» Given text:
▼

The machine is up and running:

$ azure vm list | grep salt-deployed-machine
data:    salt-deployed-machine  ReadyRole           West Europe  salt-deployed-machine.cloudapp.net  <ip>  

We tried with stable and current develop branch:

# salt --version
salt 2014.7.0-n/a-91bebba (Helium)
# salt-cloud --version
salt-cloud 2014.7.0-n/a-91bebba (Helium)

Also, please notice the trace "Failed to execute 'azure.list_nodes()' while querying for running nodes: invalid literal for int() with base 10: " - not sure if this has to do with it or is just cosmetic.

BTW: What exactly should happen now? Is it something like waiting from azure to get the hostname so salt can go and install minion through ssh or is it waiting for the minion to respond with the hostname?

Thanks! 7oku

basepi commented 9 years ago

Thanks for the report, we'll investigate these issues.

@techhat ping

7oku commented 9 years ago

@basepi @techhat Well, seems i could fix it.

The first trace is important, because this shows that the function responsible for getting a list of all nodes is failing, if there is a node without an ip address (this is the case, if you have suspended machines in your azure account!). It tries to calculate with "nothing" -> FAIL! Therefore, this function will never return a valid "URL" field, which is checked by waiting_for_hostname().

Applying this diff to /usr/lib/python2.7/dist-packages/salt/cloud/clouds/msazure.py, to calculate only if ip address is set, fixed it for me:

--- msazure.py_old  2014-08-07 14:20:21.222540724 +0200
+++ msazure.py_new  2014-08-07 14:21:29.174543308 +0200
@@ -268,11 +268,12 @@
             ret[deployment]['public_ips'] = []
             role_instances = deploy_dict['role_instance_list']
             for role_instance in role_instances:
-                ip_address = role_instances[role_instance]['ip_address']
-                if salt.utils.cloud.is_public_ip(ip_address):
-                    ret[deployment]['public_ips'].append(ip_address)
-                else:
-                    ret[deployment]['private_ips'].append(ip_address)
+                ip_address = role_instances[role_instance]['ip_address']
+                if ip_address:
+                    if salt.utils.cloud.is_public_ip(ip_address):
+                        ret[deployment]['public_ips'].append(ip_address)
+                    else:
+                        ret[deployment]['private_ips'].append(ip_address)
                 ret[deployment]['size'] = role_instances[role_instance]['instance_size']
             roles = deploy_dict['role_list']
             for role in roles:
basepi commented 9 years ago

Awesome! Would you mind submitting a pull request?

7oku commented 9 years ago

I'll send you a pull request tomorrow, when I added a more secure way to not only check for just a present value in the variable, but also for a valid ip address.

basepi commented 9 years ago

Great!

▲

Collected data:

▼

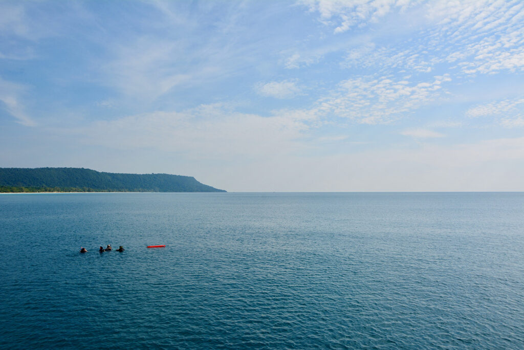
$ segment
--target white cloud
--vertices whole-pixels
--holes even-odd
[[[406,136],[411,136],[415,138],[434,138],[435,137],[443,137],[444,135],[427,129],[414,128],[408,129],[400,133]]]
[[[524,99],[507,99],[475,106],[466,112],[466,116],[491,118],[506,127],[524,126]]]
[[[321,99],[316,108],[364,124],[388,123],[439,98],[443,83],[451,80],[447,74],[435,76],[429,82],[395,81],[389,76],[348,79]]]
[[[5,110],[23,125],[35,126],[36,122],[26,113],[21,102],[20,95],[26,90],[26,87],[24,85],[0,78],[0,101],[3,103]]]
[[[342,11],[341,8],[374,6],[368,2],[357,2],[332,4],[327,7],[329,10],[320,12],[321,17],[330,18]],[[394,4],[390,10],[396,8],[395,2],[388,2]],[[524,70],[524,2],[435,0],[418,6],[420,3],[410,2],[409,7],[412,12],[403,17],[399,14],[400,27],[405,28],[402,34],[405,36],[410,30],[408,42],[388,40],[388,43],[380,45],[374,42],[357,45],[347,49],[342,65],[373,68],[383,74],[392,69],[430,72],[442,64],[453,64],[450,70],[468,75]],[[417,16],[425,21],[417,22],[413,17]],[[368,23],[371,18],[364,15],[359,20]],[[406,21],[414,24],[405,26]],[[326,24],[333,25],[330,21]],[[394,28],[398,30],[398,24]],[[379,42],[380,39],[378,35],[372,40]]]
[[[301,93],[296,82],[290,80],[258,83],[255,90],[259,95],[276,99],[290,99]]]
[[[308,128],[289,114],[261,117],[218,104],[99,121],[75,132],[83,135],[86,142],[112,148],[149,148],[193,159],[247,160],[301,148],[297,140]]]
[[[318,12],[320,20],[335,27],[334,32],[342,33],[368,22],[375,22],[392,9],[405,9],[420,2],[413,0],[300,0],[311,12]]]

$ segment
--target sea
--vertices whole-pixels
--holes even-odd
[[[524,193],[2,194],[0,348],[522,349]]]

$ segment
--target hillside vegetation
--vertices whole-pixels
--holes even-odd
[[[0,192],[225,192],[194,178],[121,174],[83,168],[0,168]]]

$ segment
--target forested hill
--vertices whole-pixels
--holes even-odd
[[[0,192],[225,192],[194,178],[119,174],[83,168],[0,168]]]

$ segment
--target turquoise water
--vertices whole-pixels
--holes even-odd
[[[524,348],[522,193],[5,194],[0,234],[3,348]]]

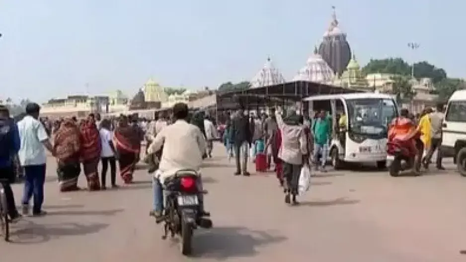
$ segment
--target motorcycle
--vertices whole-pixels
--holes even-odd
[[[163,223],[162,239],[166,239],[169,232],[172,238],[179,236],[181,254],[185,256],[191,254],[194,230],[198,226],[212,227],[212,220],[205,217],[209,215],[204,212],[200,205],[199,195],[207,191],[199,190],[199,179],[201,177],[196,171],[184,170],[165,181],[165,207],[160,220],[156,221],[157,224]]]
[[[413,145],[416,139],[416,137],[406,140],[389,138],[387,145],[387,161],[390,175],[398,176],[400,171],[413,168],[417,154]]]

▲

» Exercises to complete:
1. According to the thread, what makes the function that lists all nodes fail?
2. Write out the part of the thread starting with "The machine is" and going on through "salt-cloud 2014.7.0-n/a-91bebba (Helium)".
None of this material is needed here.

» Written answers:
1. It fails when a node has no IP address, which happens when the Azure account has suspended machines.

2.
The machine is up and running:

$ azure vm list | grep salt-deployed-machine
data:    salt-deployed-machine  ReadyRole           West Europe  salt-deployed-machine.cloudapp.net  <ip>  

We tried with stable and current develop branch:

# salt --version
salt 2014.7.0-n/a-91bebba (Helium)
# salt-cloud --version
salt-cloud 2014.7.0-n/a-91bebba (Helium)